▶ TASK GOAL
Once the pictures have been set aside, copy every remaining entry exactly.

▶ INPUT DATA
★ ★ ★ ★

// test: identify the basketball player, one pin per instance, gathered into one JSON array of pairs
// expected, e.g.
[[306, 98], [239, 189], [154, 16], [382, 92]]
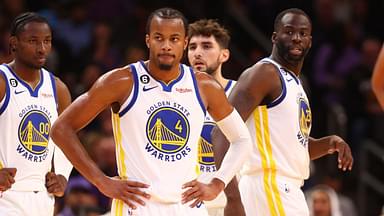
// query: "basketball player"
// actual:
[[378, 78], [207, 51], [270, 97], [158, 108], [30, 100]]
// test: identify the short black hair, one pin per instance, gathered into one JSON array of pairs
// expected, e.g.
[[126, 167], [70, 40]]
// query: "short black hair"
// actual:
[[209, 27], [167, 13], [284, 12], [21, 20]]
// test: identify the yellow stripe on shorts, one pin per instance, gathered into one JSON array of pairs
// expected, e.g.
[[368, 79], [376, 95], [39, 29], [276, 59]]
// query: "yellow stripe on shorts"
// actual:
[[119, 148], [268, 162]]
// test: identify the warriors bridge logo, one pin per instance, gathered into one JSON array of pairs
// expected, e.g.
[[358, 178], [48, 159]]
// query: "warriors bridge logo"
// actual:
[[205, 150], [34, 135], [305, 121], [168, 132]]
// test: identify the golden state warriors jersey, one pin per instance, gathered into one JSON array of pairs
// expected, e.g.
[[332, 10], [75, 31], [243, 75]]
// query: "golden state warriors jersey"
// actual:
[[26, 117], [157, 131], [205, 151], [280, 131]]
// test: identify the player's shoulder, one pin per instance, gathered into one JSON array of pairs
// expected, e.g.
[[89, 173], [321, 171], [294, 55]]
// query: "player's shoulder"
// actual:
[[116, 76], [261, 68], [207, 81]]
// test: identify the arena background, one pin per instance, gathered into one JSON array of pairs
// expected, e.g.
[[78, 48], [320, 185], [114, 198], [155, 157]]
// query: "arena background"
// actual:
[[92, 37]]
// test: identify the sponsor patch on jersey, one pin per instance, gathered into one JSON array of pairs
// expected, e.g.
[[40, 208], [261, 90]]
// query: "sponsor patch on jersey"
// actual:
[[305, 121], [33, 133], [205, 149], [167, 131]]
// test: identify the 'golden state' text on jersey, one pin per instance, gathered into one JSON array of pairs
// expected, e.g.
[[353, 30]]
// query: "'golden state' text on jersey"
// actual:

★ ★ ★ ★

▶ PROBLEM SOLUTION
// test: identify the basketball player, one pin per instance, gathered into one JSON array of pairs
// expected, e.g.
[[306, 98], [239, 189], [154, 16], [382, 92]]
// query: "basketball player"
// actual:
[[378, 78], [207, 51], [270, 97], [158, 108], [30, 100]]
// test: identify the short black hair, one pin per instance, gathered into one JSON array of pairs
// expected, e.g.
[[126, 167], [70, 40]]
// query: "short black hair"
// actual:
[[209, 27], [167, 13], [284, 12], [21, 20]]
// test: identify the yellow stripe on shorts, one pin per instance, gathered into one JSON array of pairs
// expected, e.g.
[[368, 79], [376, 95], [39, 29], [276, 59]]
// query: "yellow stripe on shorts"
// actual:
[[119, 148], [268, 162]]
// test: identify the warriors bridge logo, one pin per instance, gathered into one JSON array of pairs
// expected, e.g.
[[358, 178], [48, 159]]
// query: "warriors bridge logo"
// actual:
[[205, 150], [34, 135], [305, 121], [168, 132]]
// test: identify the golden state warriors jersey, one pin per instance, gathered into one JSON array of pairs
// expected, e.g.
[[332, 10], [75, 31], [243, 75]]
// query: "golden state warriors jersey"
// actual:
[[26, 117], [157, 131], [205, 151], [280, 131]]
// test: identify the player's shoulder, one pin per instance, gathered into one JSON array of pairs
// expected, e.g.
[[89, 173], [321, 171], [294, 55]]
// query: "player's shoulder"
// actual:
[[116, 76], [261, 68], [207, 81]]
// test: identify the arena background, one pin per instance, gathered into one JSON array of pairs
// expected, e.g.
[[78, 48], [320, 185], [114, 198], [155, 157]]
// query: "arena background"
// actual:
[[92, 37]]
// test: identify the sponsor patch on jersey, one pin per instance, gathered into one JSON array of pairs
// expected, e.g.
[[40, 208], [261, 90]]
// query: "sponsor patch on jersey"
// actual:
[[305, 121], [33, 133], [205, 149], [167, 131]]
// test: identify the 'golden state' text on jersey, one pin per instance, gathered into one JSON array of pairs
// expected, e.g.
[[353, 30]]
// query: "'golden state' text on jersey"
// actual:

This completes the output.